EXTRACTED MATERIAL

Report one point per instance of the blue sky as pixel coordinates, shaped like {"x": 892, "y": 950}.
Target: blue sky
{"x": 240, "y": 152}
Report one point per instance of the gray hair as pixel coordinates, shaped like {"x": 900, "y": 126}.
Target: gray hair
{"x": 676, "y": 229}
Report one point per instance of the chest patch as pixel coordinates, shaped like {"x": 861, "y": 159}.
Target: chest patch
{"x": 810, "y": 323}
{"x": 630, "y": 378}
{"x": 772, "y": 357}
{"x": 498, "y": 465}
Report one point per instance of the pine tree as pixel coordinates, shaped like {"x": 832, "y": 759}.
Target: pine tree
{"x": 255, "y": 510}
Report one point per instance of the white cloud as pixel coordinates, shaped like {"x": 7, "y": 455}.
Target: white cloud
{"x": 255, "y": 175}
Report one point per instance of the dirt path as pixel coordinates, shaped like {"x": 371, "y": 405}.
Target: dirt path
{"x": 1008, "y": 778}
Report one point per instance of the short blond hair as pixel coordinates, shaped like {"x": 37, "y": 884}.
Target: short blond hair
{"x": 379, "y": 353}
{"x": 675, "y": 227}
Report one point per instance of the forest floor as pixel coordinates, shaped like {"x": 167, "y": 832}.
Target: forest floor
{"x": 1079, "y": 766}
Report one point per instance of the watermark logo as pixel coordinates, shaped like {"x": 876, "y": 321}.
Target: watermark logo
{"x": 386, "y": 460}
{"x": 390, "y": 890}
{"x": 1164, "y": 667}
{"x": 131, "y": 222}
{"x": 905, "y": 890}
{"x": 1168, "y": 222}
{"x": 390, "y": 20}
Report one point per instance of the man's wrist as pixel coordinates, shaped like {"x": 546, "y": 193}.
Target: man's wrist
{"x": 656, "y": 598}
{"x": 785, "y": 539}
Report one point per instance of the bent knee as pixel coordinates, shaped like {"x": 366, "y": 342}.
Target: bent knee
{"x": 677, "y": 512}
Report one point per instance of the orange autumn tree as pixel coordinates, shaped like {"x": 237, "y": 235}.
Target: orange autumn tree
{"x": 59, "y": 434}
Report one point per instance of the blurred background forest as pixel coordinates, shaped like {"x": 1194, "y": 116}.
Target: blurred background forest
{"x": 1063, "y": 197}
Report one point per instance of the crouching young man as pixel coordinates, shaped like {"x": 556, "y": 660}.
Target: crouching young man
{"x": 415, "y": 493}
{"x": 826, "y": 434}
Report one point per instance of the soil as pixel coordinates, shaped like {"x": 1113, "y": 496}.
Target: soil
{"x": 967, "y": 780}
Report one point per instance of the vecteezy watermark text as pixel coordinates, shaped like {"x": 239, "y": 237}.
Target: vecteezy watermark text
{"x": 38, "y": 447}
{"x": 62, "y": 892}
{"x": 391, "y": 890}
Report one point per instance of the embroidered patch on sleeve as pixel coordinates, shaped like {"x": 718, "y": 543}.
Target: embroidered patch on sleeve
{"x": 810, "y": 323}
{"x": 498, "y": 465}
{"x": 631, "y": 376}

--

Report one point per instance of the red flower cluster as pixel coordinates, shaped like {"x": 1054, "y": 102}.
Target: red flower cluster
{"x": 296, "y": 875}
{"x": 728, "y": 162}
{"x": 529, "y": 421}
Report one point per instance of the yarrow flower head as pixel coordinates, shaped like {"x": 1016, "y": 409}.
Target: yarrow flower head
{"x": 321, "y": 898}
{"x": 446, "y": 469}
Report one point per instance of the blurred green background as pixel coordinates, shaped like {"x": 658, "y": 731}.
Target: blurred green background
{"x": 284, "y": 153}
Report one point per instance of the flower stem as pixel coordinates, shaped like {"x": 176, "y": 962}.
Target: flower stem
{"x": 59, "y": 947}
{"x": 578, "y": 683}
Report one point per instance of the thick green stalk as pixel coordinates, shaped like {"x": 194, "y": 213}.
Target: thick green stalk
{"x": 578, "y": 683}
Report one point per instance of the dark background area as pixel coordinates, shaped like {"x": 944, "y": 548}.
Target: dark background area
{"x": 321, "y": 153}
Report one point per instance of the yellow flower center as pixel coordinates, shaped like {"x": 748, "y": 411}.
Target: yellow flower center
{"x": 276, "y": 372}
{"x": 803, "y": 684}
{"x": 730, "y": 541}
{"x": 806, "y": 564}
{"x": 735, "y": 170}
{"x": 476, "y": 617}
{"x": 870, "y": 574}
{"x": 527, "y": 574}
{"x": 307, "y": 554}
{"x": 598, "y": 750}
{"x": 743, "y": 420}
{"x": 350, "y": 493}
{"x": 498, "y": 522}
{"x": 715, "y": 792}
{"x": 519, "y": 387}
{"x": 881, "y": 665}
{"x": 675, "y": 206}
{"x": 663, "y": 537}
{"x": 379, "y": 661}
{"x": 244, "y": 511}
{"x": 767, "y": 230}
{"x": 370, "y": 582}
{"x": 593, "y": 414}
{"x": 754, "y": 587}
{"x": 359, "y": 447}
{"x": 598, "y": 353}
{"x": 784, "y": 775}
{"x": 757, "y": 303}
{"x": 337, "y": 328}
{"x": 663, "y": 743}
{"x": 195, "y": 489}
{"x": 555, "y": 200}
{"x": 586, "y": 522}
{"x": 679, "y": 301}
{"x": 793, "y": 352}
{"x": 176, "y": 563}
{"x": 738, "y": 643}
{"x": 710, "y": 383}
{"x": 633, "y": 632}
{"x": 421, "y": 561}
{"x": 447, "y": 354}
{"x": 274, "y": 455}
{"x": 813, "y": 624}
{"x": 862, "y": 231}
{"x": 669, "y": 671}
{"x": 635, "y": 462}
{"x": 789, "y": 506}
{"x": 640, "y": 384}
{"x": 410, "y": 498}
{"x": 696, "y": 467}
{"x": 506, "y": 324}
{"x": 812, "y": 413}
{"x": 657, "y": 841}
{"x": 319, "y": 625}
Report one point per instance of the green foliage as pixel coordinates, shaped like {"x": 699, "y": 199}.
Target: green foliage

TO BE DONE
List every line of the rows above that contains the string "cluster". Case counts, so show only lines where it appears with exactly that capitalization.

RESPONSE TO THE TASK
Report one point per instance of the red flower cluster as pixel coordinates, shaped like {"x": 1054, "y": 102}.
Target: red flower cluster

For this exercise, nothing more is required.